### WHAT THE TASK REQUIRES
Exactly reproduce the lines beginning with the line that includes "the hut wall?" and ending with the last line of the data.

══════════

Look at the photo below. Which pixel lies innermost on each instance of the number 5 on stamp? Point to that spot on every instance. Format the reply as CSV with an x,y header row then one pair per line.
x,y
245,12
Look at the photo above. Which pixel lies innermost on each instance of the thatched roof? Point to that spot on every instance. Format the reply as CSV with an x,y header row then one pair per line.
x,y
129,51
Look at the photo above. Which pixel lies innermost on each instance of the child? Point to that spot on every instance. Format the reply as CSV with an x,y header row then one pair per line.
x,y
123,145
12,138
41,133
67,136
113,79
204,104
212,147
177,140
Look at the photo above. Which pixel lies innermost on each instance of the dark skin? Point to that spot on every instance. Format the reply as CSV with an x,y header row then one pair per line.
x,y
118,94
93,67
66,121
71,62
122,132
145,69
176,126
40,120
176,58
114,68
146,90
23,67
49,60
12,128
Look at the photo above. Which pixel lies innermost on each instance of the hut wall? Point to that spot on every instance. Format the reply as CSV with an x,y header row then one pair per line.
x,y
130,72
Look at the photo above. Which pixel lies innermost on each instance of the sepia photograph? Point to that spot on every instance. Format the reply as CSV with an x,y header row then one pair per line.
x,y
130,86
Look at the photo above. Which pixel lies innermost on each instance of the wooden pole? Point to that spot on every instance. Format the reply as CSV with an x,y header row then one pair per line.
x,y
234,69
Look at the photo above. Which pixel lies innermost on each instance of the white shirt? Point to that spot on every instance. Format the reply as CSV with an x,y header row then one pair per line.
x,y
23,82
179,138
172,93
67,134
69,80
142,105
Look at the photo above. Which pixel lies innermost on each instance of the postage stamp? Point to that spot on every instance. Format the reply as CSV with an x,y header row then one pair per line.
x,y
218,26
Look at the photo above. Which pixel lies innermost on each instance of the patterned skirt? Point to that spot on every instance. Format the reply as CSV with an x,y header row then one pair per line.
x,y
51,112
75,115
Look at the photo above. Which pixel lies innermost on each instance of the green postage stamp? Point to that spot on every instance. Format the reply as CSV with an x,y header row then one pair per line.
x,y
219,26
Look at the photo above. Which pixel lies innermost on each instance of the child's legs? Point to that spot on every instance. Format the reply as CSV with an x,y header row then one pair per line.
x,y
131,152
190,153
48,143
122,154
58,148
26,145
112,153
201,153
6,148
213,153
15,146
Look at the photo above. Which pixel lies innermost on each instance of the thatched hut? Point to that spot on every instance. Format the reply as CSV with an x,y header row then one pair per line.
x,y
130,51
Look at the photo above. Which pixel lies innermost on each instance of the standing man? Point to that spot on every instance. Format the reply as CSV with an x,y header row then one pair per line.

══════════

### COMPLETED TASK
Look at the photo above. Which pixel lies innermost on each instance of the hut wall? Point to that spot on every instance. Format the reply as CSV with an x,y header row then one pair per line.
x,y
130,72
Look at the photo above. Which pixel lies innermost on each instance of the sepia photograph? Point to that spot on every instance. Format the reply as CSV with an x,y header row then one pair per line.
x,y
130,86
Look at the photo above. Which pixel lies innermost on each instance of the wooden pole? Point to that spot on every instance. Format the reply as CSV with an x,y header row then one pair per line.
x,y
234,69
Look at the photo above. Which pixel lies innermost on each instance of the white shirt? Point to that spot on every instance. Format the reply as CSV with an x,y header row then one pair per line.
x,y
23,82
179,138
172,93
67,134
69,80
142,105
Look at the photo above. Which pixel lies innermost on each instance of the postage stamp? Point to that spot on every instance. Format the reply as CSV with an x,y header row then one pair per line.
x,y
218,26
Look at the photo above. Which pixel lies innermost on each instance of the patterned skirt? Point to that spot on every instance. Format the reply as CSV with an x,y header row then one pair per line.
x,y
51,112
75,115
Look at the photo above. Which pixel lies innermost on each instance of the green postage stamp? Point to that spot on every instance. Format the reply as CSV with an x,y header row then one pair per line.
x,y
219,26
Look at the photo above. Which pixel lies innermost on each instance of the child's legs? Point to that spot on every instance. Format the reply as CSV with an x,y header row then one pair per line.
x,y
131,152
190,153
48,143
122,154
58,148
26,145
112,153
201,153
6,148
213,153
15,146
Look at the photo above. Which pixel lies innermost on each instance of the thatched hut? Point to that spot on every instance. Format the reply as CSV with an x,y header row then one pair per line.
x,y
130,51
Look at the photo above. Which pixel lies innermost on each instance of the standing man? Point to that spot on every instance. Format the reply as CSV with an x,y header row then one pair per line.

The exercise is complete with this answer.